YOUR TASK
Rewrite the data below, replacing each "Note to the class" with "Instruction for students" and changing nothing else. Omit the pictures from your output.
---------- MATERIALS PROVIDED
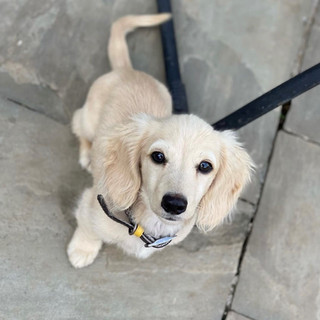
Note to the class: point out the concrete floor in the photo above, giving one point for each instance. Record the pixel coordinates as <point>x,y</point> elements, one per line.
<point>262,265</point>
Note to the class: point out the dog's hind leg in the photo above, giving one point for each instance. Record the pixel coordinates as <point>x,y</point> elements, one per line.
<point>79,128</point>
<point>83,248</point>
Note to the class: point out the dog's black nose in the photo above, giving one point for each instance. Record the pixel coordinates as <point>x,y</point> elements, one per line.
<point>174,203</point>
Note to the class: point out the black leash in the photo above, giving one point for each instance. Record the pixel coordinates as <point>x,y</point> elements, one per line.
<point>280,95</point>
<point>135,229</point>
<point>176,87</point>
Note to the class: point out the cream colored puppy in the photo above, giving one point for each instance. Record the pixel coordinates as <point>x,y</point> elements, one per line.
<point>172,171</point>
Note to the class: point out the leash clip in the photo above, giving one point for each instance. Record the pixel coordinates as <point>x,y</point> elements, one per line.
<point>135,229</point>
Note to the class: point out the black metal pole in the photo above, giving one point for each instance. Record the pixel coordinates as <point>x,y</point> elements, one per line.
<point>271,100</point>
<point>176,87</point>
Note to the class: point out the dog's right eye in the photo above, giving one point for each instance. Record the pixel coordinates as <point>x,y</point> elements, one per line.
<point>158,157</point>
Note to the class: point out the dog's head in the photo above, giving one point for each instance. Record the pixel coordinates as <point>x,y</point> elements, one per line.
<point>179,166</point>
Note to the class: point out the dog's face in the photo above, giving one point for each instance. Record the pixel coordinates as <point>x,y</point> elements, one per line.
<point>179,166</point>
<point>179,161</point>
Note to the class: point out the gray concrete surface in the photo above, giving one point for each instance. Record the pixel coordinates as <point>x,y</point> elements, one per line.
<point>280,274</point>
<point>304,117</point>
<point>230,52</point>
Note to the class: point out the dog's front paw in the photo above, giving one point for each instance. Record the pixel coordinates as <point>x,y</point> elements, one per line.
<point>85,161</point>
<point>81,250</point>
<point>81,258</point>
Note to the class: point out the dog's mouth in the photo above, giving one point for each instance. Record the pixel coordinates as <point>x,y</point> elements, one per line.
<point>170,218</point>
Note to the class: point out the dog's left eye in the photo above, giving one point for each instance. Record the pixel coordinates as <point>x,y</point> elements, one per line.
<point>205,167</point>
<point>158,157</point>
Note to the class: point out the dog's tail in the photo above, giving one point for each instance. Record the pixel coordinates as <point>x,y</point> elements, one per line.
<point>118,49</point>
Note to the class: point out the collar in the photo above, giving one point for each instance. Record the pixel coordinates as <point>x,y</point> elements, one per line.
<point>134,228</point>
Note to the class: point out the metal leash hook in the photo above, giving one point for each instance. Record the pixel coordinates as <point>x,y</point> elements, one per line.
<point>135,229</point>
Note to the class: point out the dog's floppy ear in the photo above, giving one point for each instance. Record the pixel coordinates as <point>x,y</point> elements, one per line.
<point>233,174</point>
<point>120,160</point>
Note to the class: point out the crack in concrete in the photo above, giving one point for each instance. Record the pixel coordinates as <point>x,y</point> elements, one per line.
<point>21,104</point>
<point>304,138</point>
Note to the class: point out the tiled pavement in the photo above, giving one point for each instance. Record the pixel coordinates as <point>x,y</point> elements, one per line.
<point>230,52</point>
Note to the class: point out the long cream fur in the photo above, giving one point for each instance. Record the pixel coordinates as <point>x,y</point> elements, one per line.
<point>126,117</point>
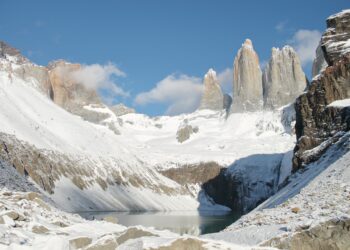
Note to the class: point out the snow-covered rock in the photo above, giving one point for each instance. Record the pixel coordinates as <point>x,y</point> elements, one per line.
<point>212,97</point>
<point>335,42</point>
<point>283,78</point>
<point>319,63</point>
<point>247,80</point>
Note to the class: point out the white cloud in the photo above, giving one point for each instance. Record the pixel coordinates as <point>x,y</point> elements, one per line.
<point>305,43</point>
<point>281,26</point>
<point>180,93</point>
<point>98,76</point>
<point>225,79</point>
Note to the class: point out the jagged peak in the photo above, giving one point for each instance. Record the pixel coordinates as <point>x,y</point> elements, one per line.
<point>248,44</point>
<point>211,73</point>
<point>341,13</point>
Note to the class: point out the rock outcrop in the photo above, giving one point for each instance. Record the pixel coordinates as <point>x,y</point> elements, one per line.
<point>185,131</point>
<point>120,109</point>
<point>331,234</point>
<point>227,102</point>
<point>71,94</point>
<point>283,78</point>
<point>247,182</point>
<point>316,121</point>
<point>6,51</point>
<point>212,97</point>
<point>319,63</point>
<point>335,42</point>
<point>247,80</point>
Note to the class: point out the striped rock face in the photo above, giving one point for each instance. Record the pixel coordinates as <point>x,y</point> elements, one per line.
<point>247,80</point>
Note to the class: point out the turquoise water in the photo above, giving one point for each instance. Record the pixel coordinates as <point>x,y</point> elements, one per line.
<point>182,222</point>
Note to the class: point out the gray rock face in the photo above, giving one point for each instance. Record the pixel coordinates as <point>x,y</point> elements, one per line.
<point>6,51</point>
<point>184,131</point>
<point>212,97</point>
<point>237,188</point>
<point>247,80</point>
<point>316,122</point>
<point>319,63</point>
<point>120,109</point>
<point>227,102</point>
<point>331,234</point>
<point>41,74</point>
<point>283,78</point>
<point>335,41</point>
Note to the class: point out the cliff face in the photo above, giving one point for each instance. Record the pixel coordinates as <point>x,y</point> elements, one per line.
<point>315,120</point>
<point>212,97</point>
<point>318,122</point>
<point>71,94</point>
<point>247,80</point>
<point>283,78</point>
<point>335,41</point>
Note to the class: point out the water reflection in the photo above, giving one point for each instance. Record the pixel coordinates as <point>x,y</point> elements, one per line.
<point>182,222</point>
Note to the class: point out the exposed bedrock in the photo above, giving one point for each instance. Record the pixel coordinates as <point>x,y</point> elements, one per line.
<point>283,78</point>
<point>243,185</point>
<point>315,120</point>
<point>247,80</point>
<point>335,41</point>
<point>212,97</point>
<point>249,181</point>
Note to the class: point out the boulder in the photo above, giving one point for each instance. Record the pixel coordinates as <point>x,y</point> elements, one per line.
<point>132,233</point>
<point>111,219</point>
<point>40,230</point>
<point>79,242</point>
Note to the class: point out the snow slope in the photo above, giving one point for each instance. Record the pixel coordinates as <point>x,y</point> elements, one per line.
<point>143,146</point>
<point>320,192</point>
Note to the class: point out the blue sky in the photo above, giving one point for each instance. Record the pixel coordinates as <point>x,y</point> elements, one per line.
<point>162,48</point>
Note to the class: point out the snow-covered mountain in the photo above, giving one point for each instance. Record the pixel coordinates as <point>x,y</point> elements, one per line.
<point>86,163</point>
<point>83,155</point>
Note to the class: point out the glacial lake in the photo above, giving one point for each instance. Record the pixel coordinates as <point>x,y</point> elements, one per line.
<point>181,222</point>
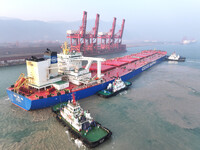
--------------------
THE SOLUTION
Instruction for students: point out the concrete floor in the photo above, giving one point for each instance. Record the pixel coordinates as <point>x,y</point> elements, one per line.
<point>262,265</point>
Instruction for students: point out the dog's hind leg in the photo above, giving one point for each instance. Record the pixel coordinates as <point>x,y</point> elements, one per line.
<point>79,128</point>
<point>83,248</point>
Instruction for students: point out the dog's black nose in the photo above, giving one point for each instance. Record the pixel coordinates as <point>x,y</point> elements, one per line.
<point>174,203</point>
Instruction for students: point out the black leash in the photo above, giving one point for each instance. Record the pixel coordinates as <point>x,y</point> elements, one per line.
<point>280,95</point>
<point>135,229</point>
<point>176,87</point>
Instruction for students: point out the cream colored puppy in the photo above, giving one point for each instance. Record the pixel coordinates as <point>x,y</point> elements, one per line.
<point>172,171</point>
Instruction for students: point out the leash clip in the photo above, giving one point for each instance. Record the pixel coordinates as <point>x,y</point> elements, one per line.
<point>135,229</point>
Instruction for students: point out the black metal pole in the photo above, giving one point for each instance. Record the pixel coordinates as <point>x,y</point> elements, one per line.
<point>271,100</point>
<point>176,87</point>
Instruction for students: point out the dog's right eye in the photo above, giving one point for each instance. Record the pixel coordinates as <point>x,y</point> elements, one per line.
<point>158,157</point>
Instruction for students: point out the dog's head in the photo above, giving one point for each instance. Record the pixel coordinates as <point>x,y</point> elements, one per line.
<point>179,166</point>
Instruction for students: point out the dog's face in the photo above, giving one point for each instance. Record the pixel coordinates as <point>x,y</point> elements, one per line.
<point>179,166</point>
<point>179,161</point>
Instruction for students: point out the gray concrete surface in the photo above, giving one point for each instance. Record the pixel coordinates as <point>x,y</point> elements, one per line.
<point>280,274</point>
<point>304,117</point>
<point>230,52</point>
Instruction for students: point out the dog's front paw in the photo above, giving one point for each instance. Record the pixel coordinates as <point>x,y</point> elements, one per line.
<point>85,161</point>
<point>81,250</point>
<point>81,258</point>
Instruction for students: point out the dog's mouth in the photo above, giving one point for each instance. Record the pixel coordinates as <point>x,y</point> elements, one per line.
<point>170,218</point>
Instruction for students: point out the dog's left eye in the photo above, giving one point for each instance. Record the pixel coordinates as <point>x,y</point> elements, one per line.
<point>205,167</point>
<point>158,157</point>
Instruction for students: point out the dog's tail in the photo above, giving one point for each instance. Record the pixel coordinates as <point>x,y</point> elements, one per line.
<point>118,49</point>
Instruction for students: point out the collar in the photo above, giving one point for each instance. Record the pixel coordinates as <point>x,y</point> elements, one per line.
<point>134,228</point>
Instruction for students: point out the metal leash hook in the photo above, giving one point for each instance. Record the pixel coordinates as <point>x,y</point> elements, one per line.
<point>135,229</point>
Instruction for students: point out the dog's floppy ear in the photo above, giving one point for each instance. Record the pixel coordinates as <point>x,y</point> elements, one per line.
<point>233,174</point>
<point>120,160</point>
Instruction for students: point out the crack in concrete in the photo above, giving one point for each instance. Record the pixel coordinates as <point>x,y</point> elements, one per line.
<point>21,104</point>
<point>304,138</point>
Instruction for students: point out the tiled pavement in the photo above, giving one point for each instance. Record the pixel coordinates as <point>x,y</point> elements, one per line.
<point>230,52</point>
Instruction for students: point out the long cream fur in the photo above, giving one point for each instance. Record the pixel coordinates as <point>x,y</point> elements, one per line.
<point>126,117</point>
Instruction for students: point out the snow-covered rock in the photo above, giving one point for each instance. Record the pixel coordinates as <point>x,y</point> elements, one per line.
<point>212,97</point>
<point>335,42</point>
<point>283,78</point>
<point>319,63</point>
<point>247,80</point>
Instruction for students: point out the white cloud in the photo above, giving one point for each instance. Record the pixel coordinates as <point>x,y</point> elements, one per line.
<point>305,43</point>
<point>281,26</point>
<point>180,93</point>
<point>98,76</point>
<point>225,79</point>
Instruction for students: point out the jagged peak in the photo above, giving one point for each instance. Record the pixel coordinates as <point>x,y</point> elements, one per line.
<point>248,44</point>
<point>211,73</point>
<point>341,13</point>
Instruction for students: point out the rock outcrop in the photo above, giving one point for each instance. Record the pixel coordinates as <point>x,y</point> elements, one per line.
<point>185,131</point>
<point>120,109</point>
<point>331,234</point>
<point>227,102</point>
<point>71,94</point>
<point>283,78</point>
<point>247,182</point>
<point>316,121</point>
<point>6,51</point>
<point>212,97</point>
<point>319,63</point>
<point>335,42</point>
<point>247,80</point>
Instruction for students: point out the striped rock face in the photo above, giving one point for each instance. Record the pixel coordinates as <point>x,y</point> elements, one per line.
<point>247,80</point>
Instruction for students: point out the turquoise water in the photo above, giving one point for each instance. Record the pixel coordinates as <point>x,y</point> elements, one per line.
<point>182,222</point>
Instruction for students: point out the gray rock face in the photo above, giving one point for each instance. Record the pixel coordinates as <point>x,y</point> elements, one per line.
<point>6,51</point>
<point>184,131</point>
<point>212,97</point>
<point>237,188</point>
<point>247,80</point>
<point>316,122</point>
<point>319,63</point>
<point>120,109</point>
<point>227,102</point>
<point>331,234</point>
<point>41,74</point>
<point>283,78</point>
<point>335,41</point>
Instruction for students: point out the cliff face in the photo above, giving one point for each instance. Record the pixel coordinates as <point>x,y</point> elements, one per line.
<point>315,120</point>
<point>212,97</point>
<point>318,122</point>
<point>71,94</point>
<point>247,80</point>
<point>283,78</point>
<point>335,41</point>
Instruction for students: point out the water reflection in the photo above, giving one point for each instance. Record the pixel coordinates as <point>x,y</point> elements, one per line.
<point>182,222</point>
Instruction for students: point out the exposed bedrock in the photo above, giving one point for each instance. Record the pixel coordinates as <point>x,y</point> elements, one per line.
<point>283,78</point>
<point>243,185</point>
<point>315,120</point>
<point>247,80</point>
<point>335,41</point>
<point>212,97</point>
<point>249,181</point>
Instruction for students: point out the boulder in the photo above, giving one point for each instance. Record the pixel coordinates as <point>x,y</point> elements, one per line.
<point>132,233</point>
<point>111,219</point>
<point>40,230</point>
<point>79,242</point>
Instruction for students: point out the snow slope in the photo above, giving one point for each instance. Record the pixel coordinates as <point>x,y</point> elements, one per line.
<point>143,146</point>
<point>320,192</point>
Instruction for students: point out the blue sky in the photo above, giving one point for each instance. Record the pixel coordinates as <point>x,y</point> elements, one per line.
<point>162,48</point>
Instruction for students: point out the snow-covered mountain in the photo above, giving one point for each instance. Record the pixel coordinates as <point>x,y</point> elements, one per line.
<point>86,163</point>
<point>83,155</point>
Instruction for students: point out the glacial lake in the photo above, giving one point for each instance. Record the pixel coordinates as <point>x,y</point> elements, one per line.
<point>181,222</point>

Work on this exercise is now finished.